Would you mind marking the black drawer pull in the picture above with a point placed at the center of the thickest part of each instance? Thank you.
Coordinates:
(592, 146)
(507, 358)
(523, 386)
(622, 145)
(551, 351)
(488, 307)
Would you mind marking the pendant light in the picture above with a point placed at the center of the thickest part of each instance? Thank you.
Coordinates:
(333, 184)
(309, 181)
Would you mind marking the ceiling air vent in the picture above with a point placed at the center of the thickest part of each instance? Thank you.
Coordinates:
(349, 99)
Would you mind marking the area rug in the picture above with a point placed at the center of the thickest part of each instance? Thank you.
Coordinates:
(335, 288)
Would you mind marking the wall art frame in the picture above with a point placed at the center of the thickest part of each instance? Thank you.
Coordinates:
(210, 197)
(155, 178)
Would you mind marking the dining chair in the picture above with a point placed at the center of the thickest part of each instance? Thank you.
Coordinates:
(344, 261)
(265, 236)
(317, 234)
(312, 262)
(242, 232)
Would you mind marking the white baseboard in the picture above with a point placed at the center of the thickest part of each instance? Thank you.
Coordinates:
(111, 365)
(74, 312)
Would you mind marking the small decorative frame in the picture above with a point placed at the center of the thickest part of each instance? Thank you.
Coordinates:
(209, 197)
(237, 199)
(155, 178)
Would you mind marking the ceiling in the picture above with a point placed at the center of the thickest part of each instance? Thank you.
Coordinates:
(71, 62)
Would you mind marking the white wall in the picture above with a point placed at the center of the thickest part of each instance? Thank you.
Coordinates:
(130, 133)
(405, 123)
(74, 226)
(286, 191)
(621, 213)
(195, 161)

■ ■ ■ ■ ■

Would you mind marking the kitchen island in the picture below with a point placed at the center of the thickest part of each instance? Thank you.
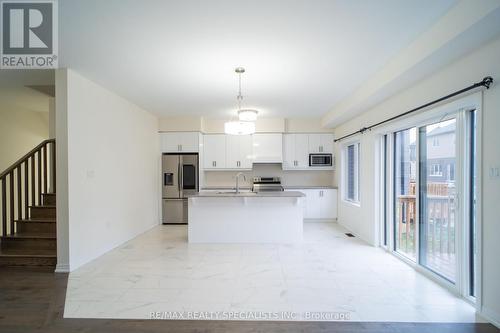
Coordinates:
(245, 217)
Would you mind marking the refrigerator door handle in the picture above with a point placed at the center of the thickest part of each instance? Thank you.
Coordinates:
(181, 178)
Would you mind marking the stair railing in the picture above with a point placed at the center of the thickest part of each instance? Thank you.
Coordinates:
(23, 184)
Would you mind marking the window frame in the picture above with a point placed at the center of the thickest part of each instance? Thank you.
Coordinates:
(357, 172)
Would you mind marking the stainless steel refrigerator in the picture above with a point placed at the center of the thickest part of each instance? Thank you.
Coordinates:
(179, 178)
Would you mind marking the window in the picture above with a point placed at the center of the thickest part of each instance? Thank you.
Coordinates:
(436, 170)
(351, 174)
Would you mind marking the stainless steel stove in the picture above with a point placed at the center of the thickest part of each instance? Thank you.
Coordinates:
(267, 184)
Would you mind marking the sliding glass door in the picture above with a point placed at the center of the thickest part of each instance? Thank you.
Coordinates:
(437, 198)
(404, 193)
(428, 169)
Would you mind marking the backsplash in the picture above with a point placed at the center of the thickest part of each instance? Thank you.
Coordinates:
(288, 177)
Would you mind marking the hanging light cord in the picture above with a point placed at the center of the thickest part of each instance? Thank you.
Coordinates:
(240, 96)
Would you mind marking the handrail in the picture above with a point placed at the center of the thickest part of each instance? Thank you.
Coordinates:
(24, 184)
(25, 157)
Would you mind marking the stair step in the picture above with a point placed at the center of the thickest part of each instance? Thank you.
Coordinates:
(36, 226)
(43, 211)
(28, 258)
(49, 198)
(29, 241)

■ ■ ■ ■ ■

* _TASK GOAL_
State how many lines in the rows above contain the word "window", giving only the number.

* _OUTPUT BELOW_
2